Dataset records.
--------
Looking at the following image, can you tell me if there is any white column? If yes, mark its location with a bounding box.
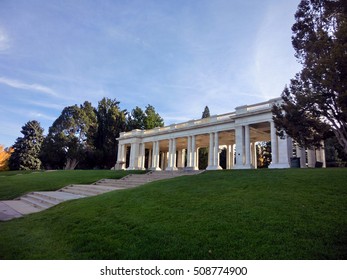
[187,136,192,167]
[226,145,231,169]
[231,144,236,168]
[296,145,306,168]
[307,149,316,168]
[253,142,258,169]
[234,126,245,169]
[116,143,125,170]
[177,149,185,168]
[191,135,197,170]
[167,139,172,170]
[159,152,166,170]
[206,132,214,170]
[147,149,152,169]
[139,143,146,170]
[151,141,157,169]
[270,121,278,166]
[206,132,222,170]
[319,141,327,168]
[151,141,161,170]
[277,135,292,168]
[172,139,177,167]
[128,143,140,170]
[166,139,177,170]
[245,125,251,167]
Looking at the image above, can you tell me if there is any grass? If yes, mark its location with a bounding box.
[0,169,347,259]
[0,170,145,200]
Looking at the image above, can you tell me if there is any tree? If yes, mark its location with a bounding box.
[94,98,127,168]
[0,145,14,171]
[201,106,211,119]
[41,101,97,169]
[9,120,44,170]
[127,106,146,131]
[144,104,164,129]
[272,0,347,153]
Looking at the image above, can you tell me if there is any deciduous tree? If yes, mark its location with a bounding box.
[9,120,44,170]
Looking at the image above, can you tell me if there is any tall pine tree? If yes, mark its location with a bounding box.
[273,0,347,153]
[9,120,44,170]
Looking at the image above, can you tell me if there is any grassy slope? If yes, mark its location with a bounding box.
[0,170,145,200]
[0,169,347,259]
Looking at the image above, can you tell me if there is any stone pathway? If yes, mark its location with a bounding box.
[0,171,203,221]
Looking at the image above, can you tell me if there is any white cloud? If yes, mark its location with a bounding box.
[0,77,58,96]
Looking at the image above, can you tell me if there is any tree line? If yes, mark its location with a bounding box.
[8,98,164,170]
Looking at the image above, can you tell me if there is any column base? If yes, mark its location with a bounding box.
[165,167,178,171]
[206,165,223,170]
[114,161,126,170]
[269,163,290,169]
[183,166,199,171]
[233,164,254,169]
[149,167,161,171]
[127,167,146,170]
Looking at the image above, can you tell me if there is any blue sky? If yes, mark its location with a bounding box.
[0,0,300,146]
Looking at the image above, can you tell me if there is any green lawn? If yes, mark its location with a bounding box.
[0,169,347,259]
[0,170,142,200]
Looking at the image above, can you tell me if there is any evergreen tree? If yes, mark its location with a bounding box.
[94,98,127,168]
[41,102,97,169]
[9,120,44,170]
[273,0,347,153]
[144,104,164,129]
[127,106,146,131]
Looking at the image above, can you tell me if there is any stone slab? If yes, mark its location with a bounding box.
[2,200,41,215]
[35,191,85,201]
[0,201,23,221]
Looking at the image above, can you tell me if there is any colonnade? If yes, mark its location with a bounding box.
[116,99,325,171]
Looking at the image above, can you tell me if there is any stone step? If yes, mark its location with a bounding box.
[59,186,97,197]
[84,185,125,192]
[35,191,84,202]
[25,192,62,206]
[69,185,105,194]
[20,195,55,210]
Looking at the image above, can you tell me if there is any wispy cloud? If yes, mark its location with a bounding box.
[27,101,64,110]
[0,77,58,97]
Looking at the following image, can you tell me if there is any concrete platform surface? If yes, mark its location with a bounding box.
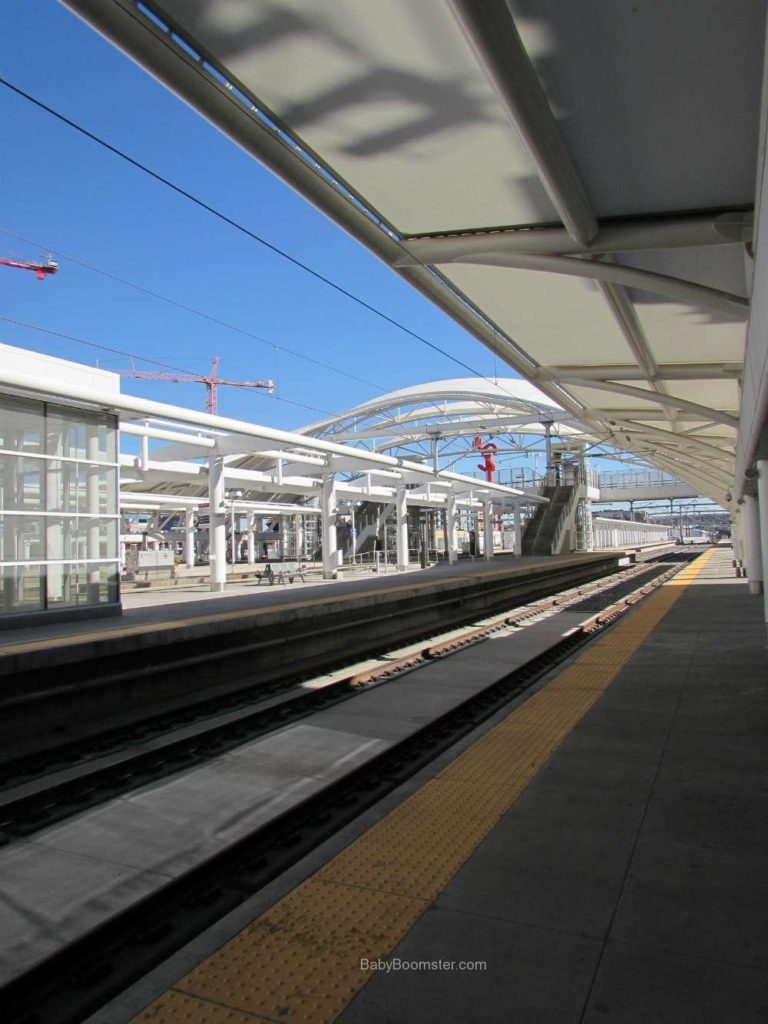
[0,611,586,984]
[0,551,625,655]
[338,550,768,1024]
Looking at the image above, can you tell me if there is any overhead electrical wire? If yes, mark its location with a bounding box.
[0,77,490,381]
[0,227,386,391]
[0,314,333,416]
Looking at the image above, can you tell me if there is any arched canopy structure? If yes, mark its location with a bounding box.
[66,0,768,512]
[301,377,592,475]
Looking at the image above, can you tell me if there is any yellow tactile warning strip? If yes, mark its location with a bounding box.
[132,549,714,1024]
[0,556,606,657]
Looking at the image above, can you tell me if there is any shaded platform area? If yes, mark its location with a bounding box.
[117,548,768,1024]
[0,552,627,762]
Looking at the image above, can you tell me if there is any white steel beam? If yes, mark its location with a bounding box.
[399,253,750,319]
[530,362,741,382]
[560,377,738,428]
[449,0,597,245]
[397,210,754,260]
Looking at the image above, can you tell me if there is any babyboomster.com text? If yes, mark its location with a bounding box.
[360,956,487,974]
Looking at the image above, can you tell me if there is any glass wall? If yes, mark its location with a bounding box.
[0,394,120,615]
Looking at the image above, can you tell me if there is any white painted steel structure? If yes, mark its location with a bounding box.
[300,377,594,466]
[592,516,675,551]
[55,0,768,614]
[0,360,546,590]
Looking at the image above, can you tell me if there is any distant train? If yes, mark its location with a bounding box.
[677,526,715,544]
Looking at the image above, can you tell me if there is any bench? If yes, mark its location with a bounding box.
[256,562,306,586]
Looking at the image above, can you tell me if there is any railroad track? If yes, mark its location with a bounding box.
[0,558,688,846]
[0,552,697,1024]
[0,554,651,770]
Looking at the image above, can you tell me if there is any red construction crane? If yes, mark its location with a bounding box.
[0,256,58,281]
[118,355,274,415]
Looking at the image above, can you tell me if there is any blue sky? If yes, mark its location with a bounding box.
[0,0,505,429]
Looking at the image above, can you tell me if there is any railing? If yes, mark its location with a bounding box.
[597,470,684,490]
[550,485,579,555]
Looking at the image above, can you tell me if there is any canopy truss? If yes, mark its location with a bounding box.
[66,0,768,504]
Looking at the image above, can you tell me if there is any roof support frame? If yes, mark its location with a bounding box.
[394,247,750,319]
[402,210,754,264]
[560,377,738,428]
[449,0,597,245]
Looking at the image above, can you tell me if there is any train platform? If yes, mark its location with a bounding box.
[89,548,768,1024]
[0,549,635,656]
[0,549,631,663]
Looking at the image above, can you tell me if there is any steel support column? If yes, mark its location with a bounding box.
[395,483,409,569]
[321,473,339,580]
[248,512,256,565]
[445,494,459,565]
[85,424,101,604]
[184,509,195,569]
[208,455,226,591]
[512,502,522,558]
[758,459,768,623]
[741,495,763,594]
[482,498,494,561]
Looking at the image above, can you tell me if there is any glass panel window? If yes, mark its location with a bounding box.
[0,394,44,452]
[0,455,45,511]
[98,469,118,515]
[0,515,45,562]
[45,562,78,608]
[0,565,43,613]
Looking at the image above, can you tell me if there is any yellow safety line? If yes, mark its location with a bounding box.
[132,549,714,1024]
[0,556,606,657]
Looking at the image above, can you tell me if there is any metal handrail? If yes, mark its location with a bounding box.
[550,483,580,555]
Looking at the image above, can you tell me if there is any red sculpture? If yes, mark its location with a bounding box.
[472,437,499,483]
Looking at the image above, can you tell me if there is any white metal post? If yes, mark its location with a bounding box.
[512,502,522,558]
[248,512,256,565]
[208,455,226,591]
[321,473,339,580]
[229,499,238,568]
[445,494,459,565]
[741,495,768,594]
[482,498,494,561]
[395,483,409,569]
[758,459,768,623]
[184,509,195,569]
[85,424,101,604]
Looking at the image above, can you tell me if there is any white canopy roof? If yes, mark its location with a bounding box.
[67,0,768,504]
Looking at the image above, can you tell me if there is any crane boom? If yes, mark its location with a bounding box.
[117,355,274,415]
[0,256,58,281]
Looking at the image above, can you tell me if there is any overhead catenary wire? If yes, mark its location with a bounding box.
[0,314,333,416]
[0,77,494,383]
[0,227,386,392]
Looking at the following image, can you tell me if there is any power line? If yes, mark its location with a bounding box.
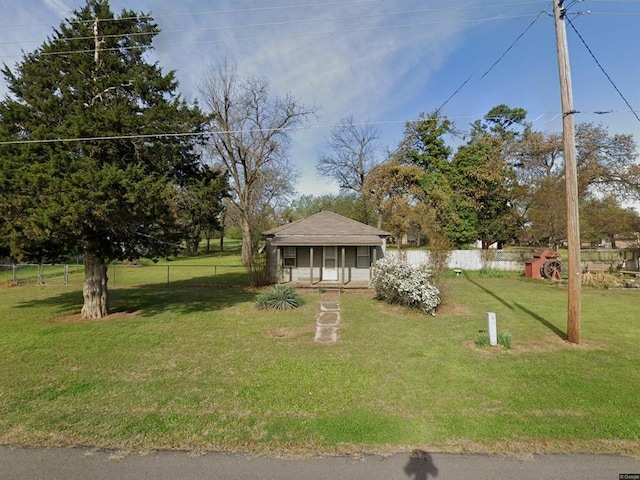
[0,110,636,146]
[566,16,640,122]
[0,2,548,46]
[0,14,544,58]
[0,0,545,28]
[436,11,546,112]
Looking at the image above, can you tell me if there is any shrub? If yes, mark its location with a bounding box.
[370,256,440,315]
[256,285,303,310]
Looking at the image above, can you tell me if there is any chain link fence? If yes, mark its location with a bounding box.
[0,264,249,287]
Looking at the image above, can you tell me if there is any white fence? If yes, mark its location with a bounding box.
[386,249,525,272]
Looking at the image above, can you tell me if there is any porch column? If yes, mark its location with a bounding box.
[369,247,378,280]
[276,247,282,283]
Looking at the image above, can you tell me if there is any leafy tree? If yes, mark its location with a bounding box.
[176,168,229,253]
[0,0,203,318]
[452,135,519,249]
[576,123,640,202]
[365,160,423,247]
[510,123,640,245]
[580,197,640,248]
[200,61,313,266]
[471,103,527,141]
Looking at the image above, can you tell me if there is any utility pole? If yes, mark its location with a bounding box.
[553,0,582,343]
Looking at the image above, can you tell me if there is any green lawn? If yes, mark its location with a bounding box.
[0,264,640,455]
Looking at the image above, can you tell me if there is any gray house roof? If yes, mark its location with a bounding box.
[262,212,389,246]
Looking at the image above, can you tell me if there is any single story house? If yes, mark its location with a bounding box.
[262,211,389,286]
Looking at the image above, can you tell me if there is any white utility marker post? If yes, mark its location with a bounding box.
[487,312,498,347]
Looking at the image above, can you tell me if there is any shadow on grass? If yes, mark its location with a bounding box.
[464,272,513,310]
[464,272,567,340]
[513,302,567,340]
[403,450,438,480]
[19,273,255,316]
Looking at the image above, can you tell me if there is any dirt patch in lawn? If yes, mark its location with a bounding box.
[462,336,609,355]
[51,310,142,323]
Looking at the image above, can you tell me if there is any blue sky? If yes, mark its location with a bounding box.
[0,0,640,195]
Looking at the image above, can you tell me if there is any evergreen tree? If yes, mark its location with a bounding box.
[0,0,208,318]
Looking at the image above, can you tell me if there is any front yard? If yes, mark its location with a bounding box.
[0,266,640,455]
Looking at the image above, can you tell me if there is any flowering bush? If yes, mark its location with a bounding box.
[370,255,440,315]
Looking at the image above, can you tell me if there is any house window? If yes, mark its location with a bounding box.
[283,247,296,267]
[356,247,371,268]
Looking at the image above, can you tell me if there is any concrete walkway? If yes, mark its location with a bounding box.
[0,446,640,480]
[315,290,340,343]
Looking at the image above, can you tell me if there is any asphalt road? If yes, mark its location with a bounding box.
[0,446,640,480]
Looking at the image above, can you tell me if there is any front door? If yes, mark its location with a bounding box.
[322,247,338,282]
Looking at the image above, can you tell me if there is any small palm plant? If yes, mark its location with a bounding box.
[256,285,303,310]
--------
Directions.
Reproduce only the lines from the line containing "is any house" to the last line of the material above, both of those lines included.

Final result.
Looking at the image above, can you tell me if there is any house window? If yes, mark its location with a bounding box.
[283,247,296,267]
[356,247,371,268]
Looking at the image above, can you tell me if there is any concrete walkway? If yes, mark its location with a bounding box.
[0,446,640,480]
[315,290,340,343]
Looking at the image above, can you tell me if there is any asphalt road? If yes, mark its location with a bounding box.
[0,446,640,480]
Looking at the image above, can you tell me if there is any front door? If yes, mark its location with a bounding box.
[322,247,338,282]
Looking at the image above, can you tell me if there is any small palm plant? If yes, mark its location with a bounding box.
[256,285,303,310]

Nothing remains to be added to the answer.